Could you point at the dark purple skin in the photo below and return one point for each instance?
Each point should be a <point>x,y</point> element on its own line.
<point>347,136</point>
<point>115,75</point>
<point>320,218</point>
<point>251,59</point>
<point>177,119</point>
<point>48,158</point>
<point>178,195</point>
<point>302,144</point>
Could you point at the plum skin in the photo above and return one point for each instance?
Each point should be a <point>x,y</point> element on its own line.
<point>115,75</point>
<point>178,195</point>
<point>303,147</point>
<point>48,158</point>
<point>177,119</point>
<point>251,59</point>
__________________________________________________
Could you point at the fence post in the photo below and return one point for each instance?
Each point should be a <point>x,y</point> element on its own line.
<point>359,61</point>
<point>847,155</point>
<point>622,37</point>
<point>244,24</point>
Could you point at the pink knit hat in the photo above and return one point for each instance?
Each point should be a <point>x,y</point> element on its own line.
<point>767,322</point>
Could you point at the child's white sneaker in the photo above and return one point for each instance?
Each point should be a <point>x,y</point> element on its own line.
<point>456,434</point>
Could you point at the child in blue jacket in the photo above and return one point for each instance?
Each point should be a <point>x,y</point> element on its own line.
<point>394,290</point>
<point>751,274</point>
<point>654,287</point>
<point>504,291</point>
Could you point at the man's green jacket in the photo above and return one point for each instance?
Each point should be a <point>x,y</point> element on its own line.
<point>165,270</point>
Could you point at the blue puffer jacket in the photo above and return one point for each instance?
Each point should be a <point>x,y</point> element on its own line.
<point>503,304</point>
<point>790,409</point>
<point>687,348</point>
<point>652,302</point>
__________________________________________________
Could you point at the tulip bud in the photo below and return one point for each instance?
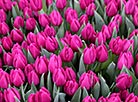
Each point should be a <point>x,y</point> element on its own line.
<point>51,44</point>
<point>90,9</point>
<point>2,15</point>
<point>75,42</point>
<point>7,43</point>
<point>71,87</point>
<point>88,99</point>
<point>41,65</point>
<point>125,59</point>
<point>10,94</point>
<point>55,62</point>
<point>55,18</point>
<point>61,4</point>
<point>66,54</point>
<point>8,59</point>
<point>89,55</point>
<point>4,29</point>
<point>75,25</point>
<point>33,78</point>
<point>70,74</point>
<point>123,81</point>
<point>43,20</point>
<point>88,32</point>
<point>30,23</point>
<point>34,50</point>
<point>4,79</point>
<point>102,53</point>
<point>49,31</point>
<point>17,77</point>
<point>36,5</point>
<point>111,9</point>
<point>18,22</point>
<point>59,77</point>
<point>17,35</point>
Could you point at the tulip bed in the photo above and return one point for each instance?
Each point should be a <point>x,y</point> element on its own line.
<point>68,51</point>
__________________________________________________
* JOB *
Arrange the lines starting at the one that contains "Could you point at the man's" and ending at the one that contains "<point>652,302</point>" as a Markdown table with two columns, Row and Line. Number the rows in order and leave out any blank lines.

* TASK SOLUTION *
| Row | Line |
|---|---|
| 1 | Could you point at the man's green jacket in the photo above and return one point for each instance? |
| 2 | Each point should be a <point>x,y</point> element on its own line. |
| 3 | <point>165,270</point> |
| 4 | Could you point at the blue puffer jacket in the photo above and return one point for each instance? |
| 5 | Each point should be a <point>x,y</point> element on its own line. |
| 6 | <point>503,304</point> |
| 7 | <point>790,409</point> |
| 8 | <point>687,348</point> |
| 9 | <point>652,302</point> |